_MATERIAL:_

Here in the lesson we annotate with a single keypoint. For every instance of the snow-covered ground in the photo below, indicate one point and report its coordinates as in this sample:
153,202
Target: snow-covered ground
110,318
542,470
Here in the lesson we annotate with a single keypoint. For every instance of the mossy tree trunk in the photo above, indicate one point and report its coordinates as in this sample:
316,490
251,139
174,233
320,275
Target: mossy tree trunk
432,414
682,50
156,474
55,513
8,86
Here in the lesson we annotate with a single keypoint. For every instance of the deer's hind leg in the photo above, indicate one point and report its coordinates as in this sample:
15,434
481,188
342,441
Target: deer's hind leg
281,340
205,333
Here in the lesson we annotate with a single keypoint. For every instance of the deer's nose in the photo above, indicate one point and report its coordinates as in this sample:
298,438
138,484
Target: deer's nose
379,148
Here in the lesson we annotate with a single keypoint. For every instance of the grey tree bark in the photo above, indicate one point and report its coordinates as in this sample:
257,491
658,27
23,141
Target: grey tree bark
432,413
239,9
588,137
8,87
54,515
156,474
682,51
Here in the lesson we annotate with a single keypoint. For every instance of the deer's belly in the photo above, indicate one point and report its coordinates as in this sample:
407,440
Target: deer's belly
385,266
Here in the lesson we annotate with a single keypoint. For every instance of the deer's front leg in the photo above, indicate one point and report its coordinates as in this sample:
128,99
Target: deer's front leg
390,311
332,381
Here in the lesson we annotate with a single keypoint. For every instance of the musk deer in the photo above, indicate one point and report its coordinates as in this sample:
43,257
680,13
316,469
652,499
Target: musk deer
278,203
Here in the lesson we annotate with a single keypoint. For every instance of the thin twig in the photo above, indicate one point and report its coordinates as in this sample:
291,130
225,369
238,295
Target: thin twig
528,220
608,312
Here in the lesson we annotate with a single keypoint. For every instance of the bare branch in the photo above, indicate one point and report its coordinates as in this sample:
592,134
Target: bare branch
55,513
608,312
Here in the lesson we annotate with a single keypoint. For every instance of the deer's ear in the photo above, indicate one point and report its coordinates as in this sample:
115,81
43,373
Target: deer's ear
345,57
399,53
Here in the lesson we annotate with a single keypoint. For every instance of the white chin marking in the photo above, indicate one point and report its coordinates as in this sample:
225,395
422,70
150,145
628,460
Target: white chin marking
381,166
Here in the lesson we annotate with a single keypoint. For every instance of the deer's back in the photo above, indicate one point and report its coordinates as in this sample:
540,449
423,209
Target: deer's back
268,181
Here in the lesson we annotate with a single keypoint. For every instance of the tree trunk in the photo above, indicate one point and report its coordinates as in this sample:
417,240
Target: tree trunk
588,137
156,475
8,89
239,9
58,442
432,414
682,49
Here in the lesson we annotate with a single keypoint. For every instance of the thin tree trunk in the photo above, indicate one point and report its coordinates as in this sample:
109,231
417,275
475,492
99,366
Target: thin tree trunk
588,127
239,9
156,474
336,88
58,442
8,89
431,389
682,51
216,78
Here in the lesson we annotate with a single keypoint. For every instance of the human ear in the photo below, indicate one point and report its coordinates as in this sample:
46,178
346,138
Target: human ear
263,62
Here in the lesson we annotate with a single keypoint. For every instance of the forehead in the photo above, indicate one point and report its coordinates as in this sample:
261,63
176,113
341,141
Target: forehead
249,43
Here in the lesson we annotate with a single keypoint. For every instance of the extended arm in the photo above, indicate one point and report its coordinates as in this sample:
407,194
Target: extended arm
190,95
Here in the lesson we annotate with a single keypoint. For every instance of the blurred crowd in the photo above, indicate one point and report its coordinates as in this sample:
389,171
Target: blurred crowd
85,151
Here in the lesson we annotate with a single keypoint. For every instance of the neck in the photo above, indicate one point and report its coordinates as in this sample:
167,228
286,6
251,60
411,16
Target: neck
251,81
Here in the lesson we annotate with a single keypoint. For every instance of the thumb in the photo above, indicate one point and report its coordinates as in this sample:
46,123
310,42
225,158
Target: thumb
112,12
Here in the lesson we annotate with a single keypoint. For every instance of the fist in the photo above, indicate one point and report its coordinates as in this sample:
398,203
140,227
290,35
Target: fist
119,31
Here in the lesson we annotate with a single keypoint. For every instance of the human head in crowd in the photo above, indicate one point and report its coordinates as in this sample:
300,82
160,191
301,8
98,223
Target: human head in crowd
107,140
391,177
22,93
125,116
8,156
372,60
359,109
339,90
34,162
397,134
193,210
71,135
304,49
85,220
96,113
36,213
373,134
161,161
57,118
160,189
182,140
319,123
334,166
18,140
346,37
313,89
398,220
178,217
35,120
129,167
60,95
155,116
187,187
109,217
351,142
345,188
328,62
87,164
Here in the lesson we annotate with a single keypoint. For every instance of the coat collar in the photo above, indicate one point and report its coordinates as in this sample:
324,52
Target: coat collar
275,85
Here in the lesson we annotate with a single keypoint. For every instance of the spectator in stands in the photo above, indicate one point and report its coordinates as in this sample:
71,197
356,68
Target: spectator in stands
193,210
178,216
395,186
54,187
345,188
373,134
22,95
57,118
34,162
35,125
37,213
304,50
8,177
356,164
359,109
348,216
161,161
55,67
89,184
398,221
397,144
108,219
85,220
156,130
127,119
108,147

_INSTRUCTION:_
Type out the whole listing above again, exactly as it stands.

_SOLUTION BELOW:_
Here in the lesson we annotate with a single keypoint. For every instance of the snow-covered ground in the photo below, indicate one point and report its coordinates as in this sample:
153,202
Target: snow-covered ground
110,318
542,470
Here in the lesson we annotate with a single keypoint. For every instance of the mossy tree trunk in the photo above, indicate one point and report its coordinates as in this sample:
316,490
251,139
174,233
320,275
Target: mossy tree trunk
432,414
682,50
156,474
55,513
8,86
Here in the lesson we annotate with a single keypoint. For every instance of the deer's hind leg in the photo above, indicate one point and report its coordinates as in this sample:
15,434
481,188
342,441
Target: deer's hind leg
281,340
205,333
Here in the lesson we annotate with a single keypoint. For every instance of the deer's nose in the photo above, indicate one point and report its coordinates as in this sample:
298,438
138,484
Target: deer's nose
379,148
Here in the lesson we annotate with a single keypoint. For every instance of the grey tree bark in the photo above, indicate one point and report its coordinates as in this sample:
257,491
658,27
23,141
Target: grey tree bark
432,413
239,9
588,137
8,87
54,515
156,474
682,51
Here in the lesson we annotate with a single keypoint. For every instance of the deer's belly in the photo above, indicate one point and report its coordinates as in this sample:
407,440
Target: deer's belly
385,266
Here in the lesson we annotate with a single keypoint. For every instance of the deer's front leg in the photo above, indicate one point and report its coordinates as in this sample:
128,99
Target: deer's front leg
390,311
332,381
Here in the lesson we annotate with a single keypoint. For every instance of the musk deer in the photo above, indicate one point and report its coordinates as in this sample:
43,257
680,13
316,469
652,499
Target: musk deer
278,203
Here in the lesson we annotate with a single keypoint. For every instance of the thin twig in the photo above, indicate one point and report its coordinates as in this sample:
291,130
225,369
238,295
Target: thin twig
528,220
608,312
Here in the lesson we annotate with a single keypoint. For every instance of the bare branch in the photo above, indicate one point and report its coordinates as in this sample:
592,134
Target: bare branch
55,513
608,312
Here in the lesson we annotate with a single keypoint. For every instance of the deer's ear in the photo above, indicate one point and report its coordinates as in this sample:
115,81
43,373
Target: deer's ear
345,57
399,53
Here in the lesson we annotate with a single keypoint. For every instance of the white chin marking in the photo above, indicate one point and report its coordinates as in this sample:
225,395
422,70
150,145
628,460
Target: white chin marking
381,166
Here in the lesson we annotate with a single keypoint. For every instance of the deer's back in the photo above, indicate one point and report its coordinates as in this sample:
540,449
423,209
Target: deer's back
268,181
Here in the lesson we annotate with a single keypoint. For every instance of the tree trunk in the photo above, indicate one point and report its coordinates as in this sample:
417,240
Target: tree trunk
588,137
156,475
8,89
239,9
58,442
432,414
682,49
Here in the lesson we annotate with a single keypoint. For every instance of the thin tree trunk in the photo above, indicate one point and report its coordinates as in this sample:
109,231
417,275
475,492
99,366
Target: thin tree trunk
588,127
239,9
156,474
336,88
58,442
8,89
431,389
682,51
216,78
Here in the lesson we annotate with a single keypoint. For every instance of the human ear in the photo below, indicate one point and report its coordinates as in this sample:
46,178
346,138
Target: human ear
263,62
Here in the lesson we annotate with a single keypoint. For every instance of the forehead in the photo above, indicate one point and report its coordinates as in this sample:
261,63
176,113
341,141
Target: forehead
249,43
Here in the lesson we annotate with a single keypoint. For every instance of the extended arm in the photo above, indicate one point and report its coordinates as in this sample:
407,194
Target: extended arm
190,95
Here in the lesson we annotate with a single keypoint. For every instance of the blurred crowd in the photo above, indicate one point and report its coordinates as in this sample:
389,171
Target: blurred crowd
85,151
Here in the lesson we annotate with a single keypoint. For every instance of the neck in the photo above, indicate one point and report its coordinates as in this sample:
167,228
286,6
251,60
411,16
Target: neck
251,81
Here in the lesson we annotate with a single keypoint. For every instance of the thumb in the photo above, indicate one point and report its coordinates as in this sample:
46,123
310,42
225,158
Target: thumb
112,12
Here in the lesson we annotate with a single keypoint. For every instance of the fist in the photo above, indicate one point and report its coordinates as in this sample:
398,203
140,227
290,35
Target: fist
119,31
Here in the lesson we annotate with a single keypoint. For every instance of the human head in crowd in the photo above, indicate one point and report its coordinates as in this sample:
300,82
160,191
301,8
98,223
Target: human head in crowd
107,140
391,177
22,93
125,116
8,156
372,60
359,109
339,90
34,162
397,134
193,210
71,135
304,49
85,220
96,113
36,213
373,134
161,161
57,118
160,189
182,140
319,123
334,166
18,140
346,37
313,89
398,220
178,217
35,120
129,167
60,95
155,116
187,187
109,217
351,142
345,188
328,62
87,164
Here in the lesson we annotate with a single keypoint. For every instance of the coat collar in the photo above, indicate one point and report its coordinates as in this sample:
324,52
Target: coat collar
275,85
Here in the lesson we annotate with a single keypoint. For every instance of the spectator in stands in the photo above, indicate one point and report its coordinates as in this sample:
71,197
356,68
Target: spectator in stands
193,210
178,216
395,186
54,187
345,188
373,134
22,95
57,118
34,162
35,125
37,213
304,50
8,177
356,164
359,109
348,216
161,161
55,67
89,184
398,221
397,144
108,219
85,220
156,130
127,119
108,147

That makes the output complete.